The new practice note for Rule 27 again captures guidance that experienced Federal Circuit advocates have known through individual cases and informal guidance from the clerk’s office. First, the court notes that a motion is the proper means for asking the court to accelerate the case schedule and that it “should be filed immediately upon filing of an appeal or petition for review.” The latter point is particularly important. The court will be less inclined to grant a request for expedition if the party waits any length of time after the notice of appeal is filed.

Second, with its new practice note, the court has provided additional guidance on the particular types of cases suitable for an accelerated schedule. These are appeals where time is truly of the essence, such as those “involving preliminary or permanent injunctions, or government contract bid protests.” Many of the instances in which the court has granted expedited briefing are appeals concerning preliminary injunctions in Hatch-Waxman-related litigation. For instance, in Novo Nordisk A/S v. Caraco Pharmaceutical Laboratories Ltd., 601 F.3d 1359 (Fed. Cir. 2010), overruled on other grounds, 132 S. Ct. 3057 (2011), the court had granted a motion for expedited briefing “[g]iven the urgency of Novo’s situation,” which concerned a court order requiring Novo to alter its patent listing in the U.S.  Food and Drug Administration Orange Book.[3]

Third, a motion for expedited briefing must be styled as an “emergency motion” and all motions — even those that are unopposed — must contain the necessary elements of a motion, including the factual and legal bases for granting the motion. Submitting the motion as an “emergency motion” ensures that the motion is handled within the court with dispatch, so that the motions panel or judge can promptly review the motion. The directive that even unopposed motions must include the “grounds for the motion” and the supporting “legal argument” is another sign that the court intends to scrutinize all motions to expedite.

***

Required actions:
1. From the passage on the Rule 27 practice note, output everything from "The new practice" down to "appeal is filed.".
2. In the passage on the Rule 27 practice note, how must a motion for expedited briefing be styled?
3. Write the next part of the passage on the Rule 27 practice note, picking up after its final sentence.
The lines that come after this passage have nothing to do with it.

Given data:
***

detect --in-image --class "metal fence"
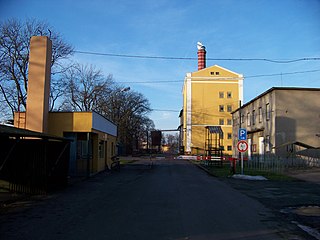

***

Answers by task:
1.
The new practice note for Rule 27 again captures guidance that experienced Federal Circuit advocates have known through individual cases and informal guidance from the clerk’s office. First, the court notes that a motion is the proper means for asking the court to accelerate the case schedule and that it “should be filed immediately upon filing of an appeal or petition for review.” The latter point is particularly important. The court will be less inclined to grant a request for expedition if the party waits any length of time after the notice of appeal is filed.

2. As an "emergency motion."

3.
Finally, a motion to expedite without a proposed schedule is unhelpful. Thus, it is best practice to include a proposed briefing schedule, including a deadline to file the joint appendix, although there’s no guarantee that the moving party will get the precise schedule asked for. Then again, be careful what you ask for; you might end up writing a complete appeal brief in seven days.

The opinions expressed are those of the author(s) and do not necessarily reflect the views of the firm, its clients, or Portfolio Media Inc., or any of its or their respective affiliates. This article is for general information purposes and is not intended to be and should not be taken as legal advice.
[1] See In re Cyclobenzaprine Hydrochloride Extended-Release Capsule Patent Litigation, No. 2011-1399 (Fed. Cir. May 31, 2011) (granting accelerated briefing schedule in view of preliminary injunction issued by district court).

[2] E.g., Medeva Pharma Suisse AG v.  Par Pharmaceutical Inc., 430 Fed. App’x 878, 880 (Fed. Cir. 2011) (non-precedential) (“Par may of course significantly self-expedite the case by filing its briefs early.”); Broadcom Corp. v. Qualcomm Inc., (Fed. Cir. Jan. 30, 2009) (“Qualcomm may, of course, self-expedite the case by filing its own briefs early.”); Kyocera Wireless Corp. v. International Trade Comm’n, 276 Fed. App’x 976, 977 (Fed. Cir. 2008) (non-precedential) (“ATTM may, of course, self-expedite by filing its briefs prior to the due date.”).

[3] See also In re Cyclobenzaprine Hydrochloride Extended-Release Capsule Patent Litigation, No. 2011-1399 (Fed. Cir. May 31, 2011) (granting accelerated briefing schedule in view of preliminary injunction issued by district court); Somerset Pharmaceuticals, Inc. v. Dudas, 500 F.3d 1344, 1345 (Fed. Cir. 2007) (“Somerset filed a motion with this court on July 11, 2007 seeking to expedite the briefing schedule for its appeal, which we granted on July 12.”).